**Stated exercise:** Copy the records, substituting "OBJECT" for each "TARGET" and leaving everything else unchanged. Omit the pictures from your copy.

(Position annotation records)
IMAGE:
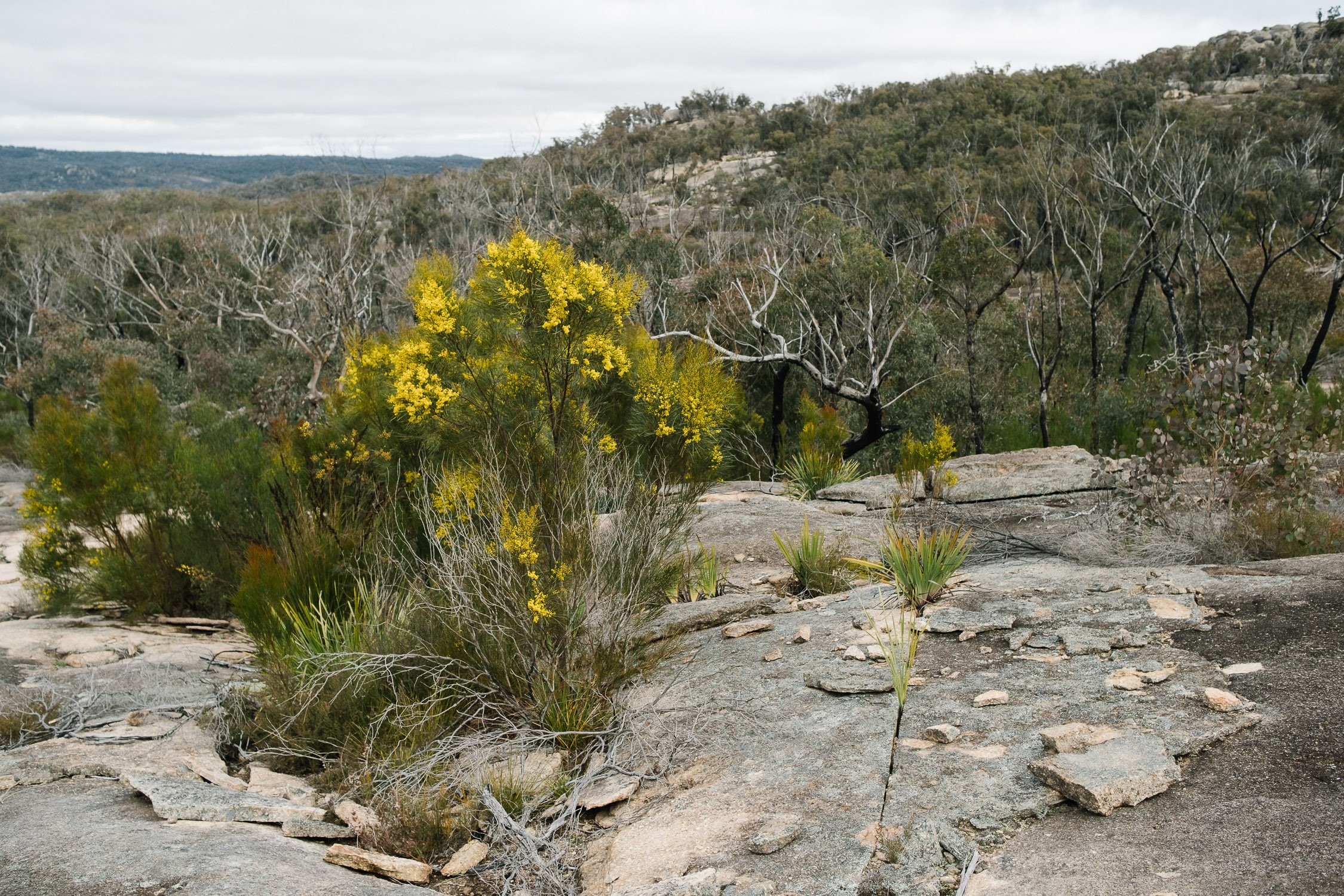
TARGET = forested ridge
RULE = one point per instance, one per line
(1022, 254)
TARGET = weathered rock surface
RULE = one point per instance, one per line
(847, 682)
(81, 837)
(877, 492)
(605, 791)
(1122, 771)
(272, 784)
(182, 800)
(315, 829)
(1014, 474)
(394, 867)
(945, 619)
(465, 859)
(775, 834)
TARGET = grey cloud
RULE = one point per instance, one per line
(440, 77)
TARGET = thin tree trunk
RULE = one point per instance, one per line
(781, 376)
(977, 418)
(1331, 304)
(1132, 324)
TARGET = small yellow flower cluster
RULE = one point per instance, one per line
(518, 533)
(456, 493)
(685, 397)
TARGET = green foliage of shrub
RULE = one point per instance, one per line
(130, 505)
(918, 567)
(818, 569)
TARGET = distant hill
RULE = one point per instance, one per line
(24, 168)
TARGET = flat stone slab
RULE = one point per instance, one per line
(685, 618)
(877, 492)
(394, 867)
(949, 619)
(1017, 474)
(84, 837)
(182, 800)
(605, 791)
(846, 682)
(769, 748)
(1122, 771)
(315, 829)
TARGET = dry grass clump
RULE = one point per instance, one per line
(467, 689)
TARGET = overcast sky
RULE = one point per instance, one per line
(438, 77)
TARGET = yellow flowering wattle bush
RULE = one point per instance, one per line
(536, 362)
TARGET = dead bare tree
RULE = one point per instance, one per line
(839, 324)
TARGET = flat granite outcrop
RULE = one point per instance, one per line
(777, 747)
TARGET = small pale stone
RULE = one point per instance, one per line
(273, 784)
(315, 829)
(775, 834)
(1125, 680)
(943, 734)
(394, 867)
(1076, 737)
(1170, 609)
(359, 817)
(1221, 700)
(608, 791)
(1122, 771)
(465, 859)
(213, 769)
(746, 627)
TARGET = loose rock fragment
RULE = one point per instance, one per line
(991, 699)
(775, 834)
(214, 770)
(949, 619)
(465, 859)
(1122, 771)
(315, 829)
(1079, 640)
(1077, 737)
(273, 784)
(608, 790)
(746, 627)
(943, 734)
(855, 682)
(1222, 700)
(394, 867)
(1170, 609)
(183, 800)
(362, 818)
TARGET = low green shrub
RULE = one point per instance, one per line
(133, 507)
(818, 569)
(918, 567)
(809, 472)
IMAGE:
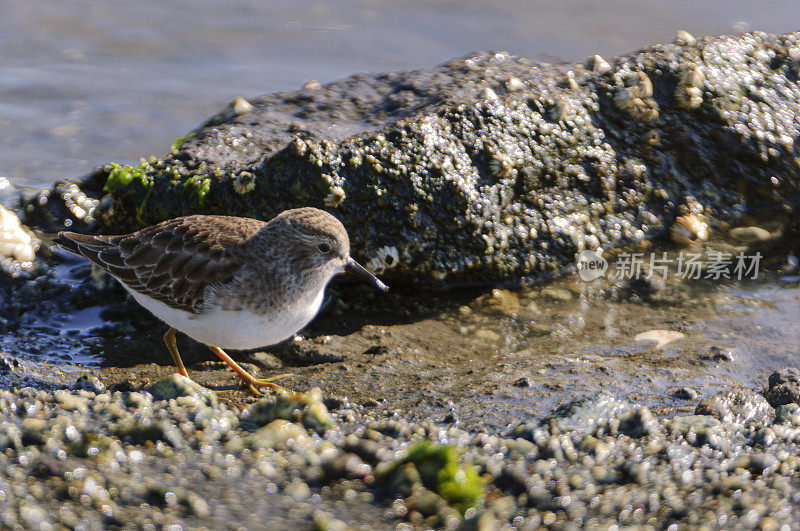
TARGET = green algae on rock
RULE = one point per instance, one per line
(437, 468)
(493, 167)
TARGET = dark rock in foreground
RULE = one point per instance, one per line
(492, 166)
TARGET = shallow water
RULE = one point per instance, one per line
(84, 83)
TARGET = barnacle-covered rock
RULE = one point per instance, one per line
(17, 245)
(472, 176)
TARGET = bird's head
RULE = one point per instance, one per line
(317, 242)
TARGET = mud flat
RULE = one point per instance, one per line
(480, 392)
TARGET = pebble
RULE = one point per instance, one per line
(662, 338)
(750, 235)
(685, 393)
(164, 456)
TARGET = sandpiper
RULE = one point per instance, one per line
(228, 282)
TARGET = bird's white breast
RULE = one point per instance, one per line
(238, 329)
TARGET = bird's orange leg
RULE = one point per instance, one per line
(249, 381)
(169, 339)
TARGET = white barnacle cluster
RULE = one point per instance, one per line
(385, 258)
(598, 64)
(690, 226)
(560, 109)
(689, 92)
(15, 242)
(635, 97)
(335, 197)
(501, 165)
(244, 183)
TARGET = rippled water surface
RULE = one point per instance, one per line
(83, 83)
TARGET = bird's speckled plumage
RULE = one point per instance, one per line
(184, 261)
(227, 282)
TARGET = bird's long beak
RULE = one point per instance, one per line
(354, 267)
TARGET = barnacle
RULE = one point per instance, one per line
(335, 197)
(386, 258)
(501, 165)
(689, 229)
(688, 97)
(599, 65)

**Response to the exercise:**
IMAGE:
OBJECT = forested ridge
RULE = one point per instance, one per line
(1022, 254)
OBJECT = weathered rock surface
RULE = one point per instance, one per line
(847, 682)
(81, 837)
(877, 492)
(605, 791)
(1122, 771)
(272, 784)
(182, 800)
(315, 829)
(1014, 474)
(394, 867)
(945, 619)
(465, 859)
(775, 834)
OBJECT = grey cloud
RULE = one point per instance, one per line
(440, 77)
OBJECT = thin tree trunk
RULE = one point per instance, one per line
(781, 376)
(977, 418)
(1331, 304)
(1132, 324)
OBJECT = small yellow flower cluster
RULE = one point per instance, one per line
(518, 533)
(456, 493)
(685, 397)
OBJECT = green foliage of shrub
RULE = one point per instance, one per line
(130, 505)
(918, 567)
(818, 569)
OBJECT = distant hill
RULE = one point per instance, one per line
(24, 168)
OBJECT = flat stone slab
RULE = one point per instance, one per line
(685, 618)
(877, 492)
(394, 867)
(949, 619)
(1017, 474)
(84, 837)
(182, 800)
(605, 791)
(846, 682)
(769, 748)
(1122, 771)
(315, 829)
OBJECT = dry grass clump
RULE = one point per instance, one per line
(467, 689)
OBJECT = overcast sky
RULE = one point per instance, one per line
(438, 77)
OBJECT = yellow flowering wattle bush
RULE = one point per instance, one per line
(536, 362)
OBJECT = dead bare tree
RULE = one point per instance, one per line
(839, 324)
OBJECT = flat granite outcrop
RULE = one point per instance, one per line
(777, 747)
OBJECT = small pale stone
RULE = one point per instance, one per line
(273, 784)
(315, 829)
(775, 834)
(1125, 680)
(943, 734)
(394, 867)
(1076, 737)
(1170, 609)
(359, 817)
(1221, 700)
(608, 791)
(1122, 771)
(465, 859)
(213, 769)
(746, 627)
OBJECT = loose rock fragment
RULE = one point per instance, one per line
(991, 699)
(775, 834)
(214, 770)
(949, 619)
(465, 859)
(1122, 771)
(315, 829)
(1079, 640)
(1077, 737)
(273, 784)
(608, 790)
(746, 627)
(943, 734)
(855, 682)
(1222, 700)
(394, 867)
(1170, 609)
(183, 800)
(362, 818)
OBJECT = low green shrub
RULE = one point per instance, one per line
(133, 507)
(818, 569)
(918, 567)
(809, 472)
IMAGE:
OBJECT = green algae on rock
RULE = one point per instance, one per line
(437, 468)
(493, 167)
OBJECT = dark rock in foreground
RULE = one point per instance, one per line
(492, 166)
OBJECT = shallow water
RULE = one point per instance, one per line
(84, 83)
OBJECT = barnacle-covered rock
RULE = one point per instance, one per line
(17, 245)
(472, 176)
OBJECT = bird's head
RULE = one point per instance, one per line
(317, 242)
OBJECT = mud flat
RULE = one point per instance, one per line
(480, 392)
OBJECT = pebble
RULE = one point per instance, one per line
(662, 338)
(750, 235)
(685, 393)
(164, 456)
OBJECT = sandpiper
RULE = one point per instance, one per line
(228, 282)
OBJECT = bird's white breast
RULE = one point per instance, one per line
(238, 329)
OBJECT = bird's orange leg
RULE = one point per instance, one per line
(249, 381)
(169, 339)
OBJECT = white barnacle cluster
RULE = one point per instance, one per line
(385, 258)
(598, 64)
(690, 226)
(560, 109)
(689, 92)
(15, 242)
(635, 97)
(335, 197)
(501, 165)
(244, 183)
OBJECT = rippled water surface
RULE = one point per instance, one per line
(83, 83)
OBJECT = bird's speckled plumage
RULE = one point per instance, one per line
(184, 261)
(227, 282)
OBJECT = bird's long beak
RULE = one point per instance, one per line
(354, 267)
OBJECT = barnacle
RULE = one point per instance, one per line
(335, 197)
(386, 258)
(501, 165)
(689, 229)
(688, 97)
(599, 65)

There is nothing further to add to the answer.